Directions for this task >>
Could you give the data below again, exactly and completely?
------------
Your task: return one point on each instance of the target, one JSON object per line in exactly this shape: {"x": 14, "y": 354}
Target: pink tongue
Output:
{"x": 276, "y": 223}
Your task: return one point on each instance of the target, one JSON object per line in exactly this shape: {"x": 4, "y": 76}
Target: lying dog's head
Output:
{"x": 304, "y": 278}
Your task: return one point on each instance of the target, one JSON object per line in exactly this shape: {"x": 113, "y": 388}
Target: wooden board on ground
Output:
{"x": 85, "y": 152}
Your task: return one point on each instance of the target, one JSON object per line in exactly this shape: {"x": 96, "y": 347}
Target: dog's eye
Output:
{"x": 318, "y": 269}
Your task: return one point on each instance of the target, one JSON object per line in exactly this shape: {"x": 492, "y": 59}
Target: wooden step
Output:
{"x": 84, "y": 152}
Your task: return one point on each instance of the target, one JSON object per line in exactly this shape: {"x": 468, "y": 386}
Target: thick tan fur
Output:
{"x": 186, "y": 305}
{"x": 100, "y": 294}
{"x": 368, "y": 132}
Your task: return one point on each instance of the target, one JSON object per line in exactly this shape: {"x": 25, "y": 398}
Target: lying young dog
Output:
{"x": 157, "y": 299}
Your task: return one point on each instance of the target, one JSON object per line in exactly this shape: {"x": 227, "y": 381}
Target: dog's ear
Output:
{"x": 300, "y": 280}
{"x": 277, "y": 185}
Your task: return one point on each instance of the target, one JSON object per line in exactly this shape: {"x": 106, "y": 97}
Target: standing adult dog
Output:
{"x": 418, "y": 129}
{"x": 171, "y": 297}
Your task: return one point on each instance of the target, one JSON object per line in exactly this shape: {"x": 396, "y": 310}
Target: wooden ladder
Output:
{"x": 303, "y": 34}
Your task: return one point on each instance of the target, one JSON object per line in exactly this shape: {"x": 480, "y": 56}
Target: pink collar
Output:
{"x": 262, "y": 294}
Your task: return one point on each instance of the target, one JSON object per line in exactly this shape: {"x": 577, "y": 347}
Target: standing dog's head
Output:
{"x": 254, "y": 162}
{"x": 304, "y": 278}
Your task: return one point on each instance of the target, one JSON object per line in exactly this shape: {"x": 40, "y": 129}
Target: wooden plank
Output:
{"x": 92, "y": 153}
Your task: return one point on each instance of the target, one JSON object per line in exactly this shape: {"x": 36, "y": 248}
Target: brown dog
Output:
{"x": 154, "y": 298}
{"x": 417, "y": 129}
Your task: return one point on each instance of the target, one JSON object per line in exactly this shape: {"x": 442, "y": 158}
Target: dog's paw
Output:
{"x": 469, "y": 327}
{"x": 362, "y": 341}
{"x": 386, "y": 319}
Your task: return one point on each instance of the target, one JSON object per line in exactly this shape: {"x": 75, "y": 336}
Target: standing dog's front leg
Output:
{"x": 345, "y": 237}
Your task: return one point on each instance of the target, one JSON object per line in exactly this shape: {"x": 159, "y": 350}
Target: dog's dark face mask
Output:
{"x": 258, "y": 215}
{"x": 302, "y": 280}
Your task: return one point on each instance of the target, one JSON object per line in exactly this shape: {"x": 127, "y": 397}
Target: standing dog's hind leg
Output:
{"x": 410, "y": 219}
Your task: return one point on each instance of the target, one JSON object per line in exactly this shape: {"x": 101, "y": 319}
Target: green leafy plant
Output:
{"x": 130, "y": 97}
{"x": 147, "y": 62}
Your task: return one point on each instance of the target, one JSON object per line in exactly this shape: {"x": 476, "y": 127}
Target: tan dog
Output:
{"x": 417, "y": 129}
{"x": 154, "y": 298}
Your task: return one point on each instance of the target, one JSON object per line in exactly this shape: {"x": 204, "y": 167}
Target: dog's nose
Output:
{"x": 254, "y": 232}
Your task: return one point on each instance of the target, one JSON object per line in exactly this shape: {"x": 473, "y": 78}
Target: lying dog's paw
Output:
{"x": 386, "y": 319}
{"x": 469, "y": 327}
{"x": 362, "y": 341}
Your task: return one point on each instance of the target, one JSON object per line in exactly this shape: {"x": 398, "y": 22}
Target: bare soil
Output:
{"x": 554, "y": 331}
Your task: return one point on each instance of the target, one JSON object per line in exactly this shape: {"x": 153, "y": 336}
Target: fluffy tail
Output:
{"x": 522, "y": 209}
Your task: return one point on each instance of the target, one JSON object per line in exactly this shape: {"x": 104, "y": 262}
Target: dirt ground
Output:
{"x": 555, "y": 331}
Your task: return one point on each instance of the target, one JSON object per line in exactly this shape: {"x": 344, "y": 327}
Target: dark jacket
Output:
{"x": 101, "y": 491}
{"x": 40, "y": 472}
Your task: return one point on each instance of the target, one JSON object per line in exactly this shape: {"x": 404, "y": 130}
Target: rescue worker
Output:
------------
Full solution >>
Your task: return one point on each instance of the target, one JSON object per line in exactly this shape: {"x": 14, "y": 354}
Target: pink tongue
Output:
{"x": 276, "y": 223}
Your task: return one point on each instance of the target, one JSON object per line in exactly this shape: {"x": 4, "y": 76}
Target: lying dog's head
Output:
{"x": 304, "y": 278}
Your task: return one point on each instance of the target, one JSON object per line in exactly this shape: {"x": 113, "y": 388}
Target: wooden board on ground
Output:
{"x": 85, "y": 152}
Your task: return one point on each instance of the target, one JSON object per line in exactly this shape: {"x": 96, "y": 347}
Target: dog's eye
Output:
{"x": 318, "y": 269}
Your task: return one point on each instance of the target, one JSON object per line in exactly this shape: {"x": 492, "y": 59}
Target: wooden step
Output:
{"x": 84, "y": 152}
Your task: return one point on each instance of the target, one JSON object per line in exactly this shape: {"x": 468, "y": 386}
Target: thick tan fur
Output:
{"x": 186, "y": 305}
{"x": 100, "y": 294}
{"x": 368, "y": 132}
Your task: return one point on each instance of the target, one JSON object per line in exactly this shape: {"x": 25, "y": 398}
Target: lying young dog
Output:
{"x": 157, "y": 299}
Your task: return one point on each instance of the target, one JSON object per line in exactly this shape: {"x": 227, "y": 381}
Target: dog's ear
Output:
{"x": 300, "y": 280}
{"x": 277, "y": 185}
Your task: return one point on each instance of the target, one JSON object per line in exactly this shape: {"x": 106, "y": 97}
Target: standing adult dog
Output:
{"x": 418, "y": 129}
{"x": 171, "y": 297}
Your task: return one point on each instance of the target, one JSON object per line in exactly this shape: {"x": 396, "y": 310}
Target: wooden ladder
Output:
{"x": 303, "y": 34}
Your task: return one point on each instance of the target, one JSON object per line in exactly this shape: {"x": 480, "y": 56}
Target: pink collar
Output:
{"x": 262, "y": 294}
Your task: return one point on each instance of the target, one JSON object per line in exactly this shape: {"x": 577, "y": 347}
Target: standing dog's head
Output:
{"x": 254, "y": 162}
{"x": 304, "y": 278}
Your task: return one point on each instance of the target, one JSON object per line in exactly this shape: {"x": 40, "y": 129}
Target: wooden plank
Output:
{"x": 92, "y": 153}
Your task: return one point on each instance of the target, one JSON object per line in exactly this shape: {"x": 36, "y": 248}
Target: brown dog
Output:
{"x": 154, "y": 298}
{"x": 417, "y": 129}
Your task: return one point on each instance of the target, one JSON object per line in exactly this shape: {"x": 442, "y": 158}
Target: dog's paw
Output:
{"x": 469, "y": 327}
{"x": 362, "y": 341}
{"x": 386, "y": 319}
Your task: return one point on each instance of the target, one JSON object per line in exactly this shape: {"x": 75, "y": 336}
Target: standing dog's front leg
Output:
{"x": 345, "y": 237}
Your task: return one point on each instance of the target, one JSON object per line in exactly this shape: {"x": 159, "y": 350}
Target: dog's dark face mask
Output:
{"x": 258, "y": 215}
{"x": 302, "y": 280}
Your task: return one point on each instance of the target, one JSON object per line in exactly this shape: {"x": 127, "y": 397}
Target: standing dog's hind leg
Output:
{"x": 410, "y": 219}
Your task: return one point on each instance of the target, one JSON object per line in exactly this shape: {"x": 101, "y": 319}
Target: green leafy plant
Output:
{"x": 130, "y": 97}
{"x": 147, "y": 62}
Your task: return one point on each instance of the target, one JSON object per line in exactly this shape: {"x": 476, "y": 127}
Target: tan dog
Output:
{"x": 417, "y": 129}
{"x": 154, "y": 298}
Your task: return one point on each instance of the target, one JSON object per line in exactly this shape: {"x": 204, "y": 167}
Target: dog's nose
Output:
{"x": 254, "y": 232}
Your task: return one point on each instance of the target, one JSON object per line in exactly this shape: {"x": 473, "y": 78}
Target: lying dog's paw
Output:
{"x": 386, "y": 319}
{"x": 469, "y": 327}
{"x": 362, "y": 341}
Your task: return one point on each instance of the target, one JSON object per line in exactly this shape: {"x": 398, "y": 22}
Target: bare soil
Output:
{"x": 554, "y": 331}
Your task: return one point on each instance of the target, one JSON object per line in exactly this shape: {"x": 153, "y": 336}
Target: fluffy tail
Output:
{"x": 522, "y": 209}
Your task: return one point on each instance of the target, one JSON object per line in exactly this shape: {"x": 104, "y": 262}
Target: dirt ground
Output:
{"x": 555, "y": 331}
Your task: return one point on each instance of the target, one JSON object per line in exactly this shape: {"x": 344, "y": 327}
Target: dark jacket
Output:
{"x": 101, "y": 491}
{"x": 40, "y": 472}
Your task: return one point on each instance of the target, one JSON object per line in exactly this shape: {"x": 404, "y": 130}
Target: rescue worker
Output:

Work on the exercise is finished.